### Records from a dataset

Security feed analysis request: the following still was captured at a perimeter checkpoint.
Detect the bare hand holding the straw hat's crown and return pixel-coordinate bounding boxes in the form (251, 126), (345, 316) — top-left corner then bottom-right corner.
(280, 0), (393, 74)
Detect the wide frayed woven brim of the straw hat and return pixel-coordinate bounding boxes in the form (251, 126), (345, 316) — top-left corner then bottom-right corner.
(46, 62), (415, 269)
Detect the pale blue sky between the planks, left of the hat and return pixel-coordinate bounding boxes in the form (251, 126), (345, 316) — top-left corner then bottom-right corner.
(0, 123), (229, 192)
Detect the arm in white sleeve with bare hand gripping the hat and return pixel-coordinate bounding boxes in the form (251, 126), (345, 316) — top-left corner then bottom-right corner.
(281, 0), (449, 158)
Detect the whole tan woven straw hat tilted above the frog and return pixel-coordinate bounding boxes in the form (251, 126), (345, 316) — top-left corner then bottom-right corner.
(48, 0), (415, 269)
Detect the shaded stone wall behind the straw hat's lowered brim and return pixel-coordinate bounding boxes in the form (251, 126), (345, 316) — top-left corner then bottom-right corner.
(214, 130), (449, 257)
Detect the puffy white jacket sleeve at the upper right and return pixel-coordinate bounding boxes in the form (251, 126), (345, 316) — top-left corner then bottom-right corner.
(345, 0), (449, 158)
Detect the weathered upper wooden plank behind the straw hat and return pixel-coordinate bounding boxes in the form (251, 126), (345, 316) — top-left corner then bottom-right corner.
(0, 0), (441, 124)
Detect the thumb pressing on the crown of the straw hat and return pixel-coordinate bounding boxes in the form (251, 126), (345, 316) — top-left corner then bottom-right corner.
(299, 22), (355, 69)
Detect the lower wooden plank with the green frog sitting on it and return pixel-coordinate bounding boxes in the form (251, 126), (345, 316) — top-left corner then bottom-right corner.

### Exercise
The records above need copying again. Keep each word as it is.

### Task output
Security feed analysis request: the following still was captured at a perimeter checkpoint.
Detect the bare hand holding the straw hat's crown and return pixel-coordinate bounding boxes in the form (251, 126), (345, 316) — top-left corner then bottom-right corner.
(280, 0), (393, 74)
Detect the wide frayed woven brim of the straw hat and return pixel-coordinate bounding boxes in the form (251, 126), (345, 316) — top-left corner then bottom-right corner.
(46, 62), (415, 269)
Detect the pale blue sky between the planks, left of the hat and return pixel-coordinate bounding boxes in the form (251, 126), (345, 316) — top-left corner then bottom-right corner.
(0, 123), (229, 192)
Detect the arm in white sleeve with bare hand gripping the hat and return pixel-coordinate bounding boxes in the form (251, 126), (345, 316) — top-left corner then bottom-right corner.
(281, 0), (449, 158)
Detect the whole tan woven straw hat tilted above the frog and return pixel-coordinate bounding boxes in the form (251, 126), (345, 316) — top-left corner then bottom-right corner.
(48, 0), (415, 269)
Detect the shaded stone wall behind the straw hat's lowered brim and return pixel-coordinate bounding boxes in the form (251, 126), (345, 316) — top-left corner then bottom-right corner.
(214, 130), (449, 257)
Detect the puffy white jacket sleeve at the upper right and return pixel-coordinate bounding boxes in the form (251, 126), (345, 316) — top-left corner then bottom-right corner.
(345, 0), (449, 158)
Detect the weathered upper wooden plank behind the straw hat and return pixel-coordinate bounding boxes in the form (251, 126), (345, 316) — top-left corner then bottom-right corner.
(0, 0), (441, 124)
Detect the thumb pressing on the crown of the straw hat and return pixel-coordinate bounding boxes in the form (251, 126), (345, 316) — top-left corner then bottom-right corner.
(299, 22), (355, 69)
Detect the lower wooden plank with the green frog sitting on it and return pixel-coordinate bounding boxes in the form (251, 126), (345, 316) — top-left corner then bottom-right corner.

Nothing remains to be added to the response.